• _Given problem_: Write out the lines below word for word, everything from the very first one down to the line that contains "0, 0, 471, 410", with that line included.

>> start Supplied data

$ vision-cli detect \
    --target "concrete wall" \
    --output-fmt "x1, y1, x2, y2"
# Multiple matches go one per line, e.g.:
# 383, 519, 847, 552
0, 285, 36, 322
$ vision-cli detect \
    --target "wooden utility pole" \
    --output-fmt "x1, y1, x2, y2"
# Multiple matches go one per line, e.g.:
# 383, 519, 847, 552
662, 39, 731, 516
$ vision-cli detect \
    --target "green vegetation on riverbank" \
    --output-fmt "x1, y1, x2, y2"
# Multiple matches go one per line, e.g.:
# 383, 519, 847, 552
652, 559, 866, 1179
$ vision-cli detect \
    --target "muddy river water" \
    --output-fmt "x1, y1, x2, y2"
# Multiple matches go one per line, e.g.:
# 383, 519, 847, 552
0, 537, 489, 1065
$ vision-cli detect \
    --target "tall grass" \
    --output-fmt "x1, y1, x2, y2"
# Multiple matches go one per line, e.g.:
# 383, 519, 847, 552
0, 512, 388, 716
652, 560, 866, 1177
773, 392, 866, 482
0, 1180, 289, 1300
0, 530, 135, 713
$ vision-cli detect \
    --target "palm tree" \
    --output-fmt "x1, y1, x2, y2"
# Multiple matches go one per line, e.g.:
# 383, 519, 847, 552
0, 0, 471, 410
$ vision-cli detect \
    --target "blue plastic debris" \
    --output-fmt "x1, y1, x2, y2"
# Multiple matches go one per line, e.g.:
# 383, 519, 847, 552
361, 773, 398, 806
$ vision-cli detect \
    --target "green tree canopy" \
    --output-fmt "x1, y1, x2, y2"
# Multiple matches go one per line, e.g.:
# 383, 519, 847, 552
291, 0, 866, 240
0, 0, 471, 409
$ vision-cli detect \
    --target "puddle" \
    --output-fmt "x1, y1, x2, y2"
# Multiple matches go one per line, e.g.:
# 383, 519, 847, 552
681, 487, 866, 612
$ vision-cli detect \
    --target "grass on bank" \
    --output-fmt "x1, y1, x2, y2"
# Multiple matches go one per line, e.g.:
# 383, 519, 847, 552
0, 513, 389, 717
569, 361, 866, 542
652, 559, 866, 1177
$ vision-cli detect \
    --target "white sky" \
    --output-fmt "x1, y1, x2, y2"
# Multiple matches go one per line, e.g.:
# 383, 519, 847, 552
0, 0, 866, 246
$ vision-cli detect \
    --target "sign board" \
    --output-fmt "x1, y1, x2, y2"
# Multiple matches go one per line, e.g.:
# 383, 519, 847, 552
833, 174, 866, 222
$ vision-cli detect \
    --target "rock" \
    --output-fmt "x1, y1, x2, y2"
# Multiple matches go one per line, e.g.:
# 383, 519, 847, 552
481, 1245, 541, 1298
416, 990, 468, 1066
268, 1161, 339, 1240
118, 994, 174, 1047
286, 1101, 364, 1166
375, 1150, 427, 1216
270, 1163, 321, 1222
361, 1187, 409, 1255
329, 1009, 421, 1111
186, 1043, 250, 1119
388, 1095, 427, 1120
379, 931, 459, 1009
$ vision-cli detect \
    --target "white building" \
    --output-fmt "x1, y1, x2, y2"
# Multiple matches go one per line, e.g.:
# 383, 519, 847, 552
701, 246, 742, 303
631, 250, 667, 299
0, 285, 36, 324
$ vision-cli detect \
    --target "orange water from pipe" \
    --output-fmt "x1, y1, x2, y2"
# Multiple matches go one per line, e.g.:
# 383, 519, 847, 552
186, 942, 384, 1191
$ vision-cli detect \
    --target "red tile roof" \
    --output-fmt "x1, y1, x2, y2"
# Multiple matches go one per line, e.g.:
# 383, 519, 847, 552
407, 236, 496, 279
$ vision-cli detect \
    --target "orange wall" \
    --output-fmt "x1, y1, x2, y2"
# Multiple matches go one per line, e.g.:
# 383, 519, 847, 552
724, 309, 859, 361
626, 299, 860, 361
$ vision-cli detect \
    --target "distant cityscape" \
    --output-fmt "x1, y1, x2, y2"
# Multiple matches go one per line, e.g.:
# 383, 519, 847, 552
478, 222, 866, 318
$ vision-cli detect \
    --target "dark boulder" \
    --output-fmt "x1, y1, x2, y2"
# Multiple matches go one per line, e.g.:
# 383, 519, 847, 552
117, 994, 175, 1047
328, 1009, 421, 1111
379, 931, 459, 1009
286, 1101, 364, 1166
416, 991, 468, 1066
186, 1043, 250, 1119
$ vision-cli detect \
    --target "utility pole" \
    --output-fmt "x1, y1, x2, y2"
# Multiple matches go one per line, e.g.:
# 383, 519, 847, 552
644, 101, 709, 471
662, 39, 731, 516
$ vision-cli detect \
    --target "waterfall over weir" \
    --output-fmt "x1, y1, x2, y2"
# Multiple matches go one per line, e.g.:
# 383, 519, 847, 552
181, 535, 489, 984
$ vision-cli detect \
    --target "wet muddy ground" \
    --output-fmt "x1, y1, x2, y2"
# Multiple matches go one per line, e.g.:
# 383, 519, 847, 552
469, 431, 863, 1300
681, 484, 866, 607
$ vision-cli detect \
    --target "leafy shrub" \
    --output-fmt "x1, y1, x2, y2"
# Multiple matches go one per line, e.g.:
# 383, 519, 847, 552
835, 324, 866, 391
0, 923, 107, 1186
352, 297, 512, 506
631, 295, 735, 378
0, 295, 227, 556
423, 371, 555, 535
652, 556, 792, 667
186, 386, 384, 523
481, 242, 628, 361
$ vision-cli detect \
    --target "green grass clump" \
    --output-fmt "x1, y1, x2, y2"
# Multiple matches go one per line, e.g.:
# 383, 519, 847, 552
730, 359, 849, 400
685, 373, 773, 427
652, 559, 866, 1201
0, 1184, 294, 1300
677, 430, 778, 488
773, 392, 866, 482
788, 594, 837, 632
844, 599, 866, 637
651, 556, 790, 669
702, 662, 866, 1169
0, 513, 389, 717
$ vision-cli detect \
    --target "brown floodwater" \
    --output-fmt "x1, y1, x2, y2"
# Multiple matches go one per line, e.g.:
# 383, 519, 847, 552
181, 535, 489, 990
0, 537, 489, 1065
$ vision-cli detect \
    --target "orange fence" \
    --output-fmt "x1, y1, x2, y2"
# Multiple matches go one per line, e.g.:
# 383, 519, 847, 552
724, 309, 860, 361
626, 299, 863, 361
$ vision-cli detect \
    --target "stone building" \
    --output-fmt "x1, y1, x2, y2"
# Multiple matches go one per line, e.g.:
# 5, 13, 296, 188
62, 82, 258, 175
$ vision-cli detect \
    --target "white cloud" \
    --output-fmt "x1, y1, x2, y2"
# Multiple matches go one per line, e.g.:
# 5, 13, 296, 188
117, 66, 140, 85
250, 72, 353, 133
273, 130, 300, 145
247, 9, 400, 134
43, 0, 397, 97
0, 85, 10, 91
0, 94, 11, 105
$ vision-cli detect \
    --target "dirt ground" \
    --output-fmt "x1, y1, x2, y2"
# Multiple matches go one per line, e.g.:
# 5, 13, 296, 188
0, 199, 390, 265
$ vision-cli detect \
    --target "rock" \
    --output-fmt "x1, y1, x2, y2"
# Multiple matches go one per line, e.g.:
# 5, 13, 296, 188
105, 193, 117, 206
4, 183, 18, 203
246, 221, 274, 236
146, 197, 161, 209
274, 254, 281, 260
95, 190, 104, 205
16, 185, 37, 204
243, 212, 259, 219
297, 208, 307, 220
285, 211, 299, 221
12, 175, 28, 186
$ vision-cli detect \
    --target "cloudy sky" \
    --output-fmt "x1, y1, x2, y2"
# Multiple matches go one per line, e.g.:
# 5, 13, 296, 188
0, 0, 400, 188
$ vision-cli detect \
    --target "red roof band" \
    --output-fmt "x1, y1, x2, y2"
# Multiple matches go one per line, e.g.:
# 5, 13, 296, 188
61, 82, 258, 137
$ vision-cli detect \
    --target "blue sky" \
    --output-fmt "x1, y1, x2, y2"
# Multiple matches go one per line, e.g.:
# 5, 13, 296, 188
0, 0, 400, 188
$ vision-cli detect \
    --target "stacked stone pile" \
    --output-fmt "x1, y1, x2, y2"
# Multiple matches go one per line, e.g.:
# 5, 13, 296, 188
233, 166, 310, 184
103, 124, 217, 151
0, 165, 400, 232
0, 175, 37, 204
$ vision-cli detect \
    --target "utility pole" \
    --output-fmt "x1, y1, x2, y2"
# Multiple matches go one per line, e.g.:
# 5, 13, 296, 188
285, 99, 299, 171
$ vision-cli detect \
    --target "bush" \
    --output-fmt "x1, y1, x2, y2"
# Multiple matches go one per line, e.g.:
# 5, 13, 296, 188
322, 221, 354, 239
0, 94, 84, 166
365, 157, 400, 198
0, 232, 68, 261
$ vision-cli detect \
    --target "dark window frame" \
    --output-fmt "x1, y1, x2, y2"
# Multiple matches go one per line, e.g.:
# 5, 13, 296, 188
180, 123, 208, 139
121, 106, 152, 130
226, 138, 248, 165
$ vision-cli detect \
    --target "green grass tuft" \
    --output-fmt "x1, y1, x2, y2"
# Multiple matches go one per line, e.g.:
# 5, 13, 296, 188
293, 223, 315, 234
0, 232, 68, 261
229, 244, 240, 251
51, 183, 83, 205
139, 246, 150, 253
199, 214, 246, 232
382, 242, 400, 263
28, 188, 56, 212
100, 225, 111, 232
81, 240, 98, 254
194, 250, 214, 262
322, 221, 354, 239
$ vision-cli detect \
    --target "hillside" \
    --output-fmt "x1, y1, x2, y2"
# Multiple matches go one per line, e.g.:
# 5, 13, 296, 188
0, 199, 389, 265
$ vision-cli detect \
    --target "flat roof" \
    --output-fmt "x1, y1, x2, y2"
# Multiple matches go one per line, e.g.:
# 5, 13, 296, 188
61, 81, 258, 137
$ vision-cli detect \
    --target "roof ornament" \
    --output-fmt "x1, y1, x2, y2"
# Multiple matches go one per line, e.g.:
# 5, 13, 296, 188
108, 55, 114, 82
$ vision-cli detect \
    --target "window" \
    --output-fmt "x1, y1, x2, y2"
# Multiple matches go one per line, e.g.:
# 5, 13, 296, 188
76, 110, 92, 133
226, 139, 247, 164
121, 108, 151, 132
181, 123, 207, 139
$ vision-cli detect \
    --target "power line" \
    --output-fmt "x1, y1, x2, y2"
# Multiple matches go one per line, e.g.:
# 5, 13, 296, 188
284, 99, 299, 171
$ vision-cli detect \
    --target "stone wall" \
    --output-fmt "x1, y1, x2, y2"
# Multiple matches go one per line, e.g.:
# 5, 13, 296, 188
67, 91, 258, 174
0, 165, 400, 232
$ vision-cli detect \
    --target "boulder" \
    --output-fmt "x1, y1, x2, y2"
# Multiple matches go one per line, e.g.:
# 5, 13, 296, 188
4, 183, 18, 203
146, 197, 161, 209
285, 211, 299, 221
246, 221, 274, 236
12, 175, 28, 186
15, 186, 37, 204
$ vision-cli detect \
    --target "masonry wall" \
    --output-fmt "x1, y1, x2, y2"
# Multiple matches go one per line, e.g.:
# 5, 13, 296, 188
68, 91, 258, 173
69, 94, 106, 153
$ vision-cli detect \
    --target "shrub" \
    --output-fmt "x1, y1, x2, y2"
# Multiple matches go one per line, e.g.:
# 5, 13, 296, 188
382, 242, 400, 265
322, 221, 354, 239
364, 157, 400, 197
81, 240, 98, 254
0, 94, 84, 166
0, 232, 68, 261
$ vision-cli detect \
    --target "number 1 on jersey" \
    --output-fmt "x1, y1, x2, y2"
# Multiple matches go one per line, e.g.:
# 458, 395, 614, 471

>> end Supplied data

• _Exercise output_:
$ vision-cli detect \
    --target "concrete wall" \
    --output-fmt "x1, y1, x2, y2"
# Multiple matches go one per line, e.g.:
# 383, 519, 847, 552
0, 285, 36, 322
$ vision-cli detect \
    --target "wooden utility pole" \
    --output-fmt "x1, y1, x2, y2"
# Multiple matches go one per line, e.g.:
# 383, 519, 847, 552
662, 39, 731, 516
$ vision-cli detect \
    --target "green vegetation on riverbank" \
    --output-fmt "x1, y1, x2, y2"
# Multiple matches go one per line, e.g.:
# 383, 519, 847, 552
652, 559, 866, 1179
$ vision-cli detect \
    --target "muddy river water" \
    --output-fmt "x1, y1, x2, y2"
# Multiple matches go one per line, e.g.:
# 383, 519, 847, 552
0, 537, 489, 1065
$ vision-cli detect \
    --target "tall grass" \
    --output-fmt "x1, y1, x2, y2"
# Multiple matches go one per line, e.g.:
# 383, 519, 847, 552
0, 512, 388, 716
652, 560, 866, 1177
773, 392, 866, 482
0, 1180, 289, 1300
0, 530, 135, 713
$ vision-cli detect \
    --target "palm tree" \
    --output-fmt "x1, y1, x2, y2"
# Multiple matches go one per line, e.g.:
# 383, 519, 847, 552
0, 0, 471, 410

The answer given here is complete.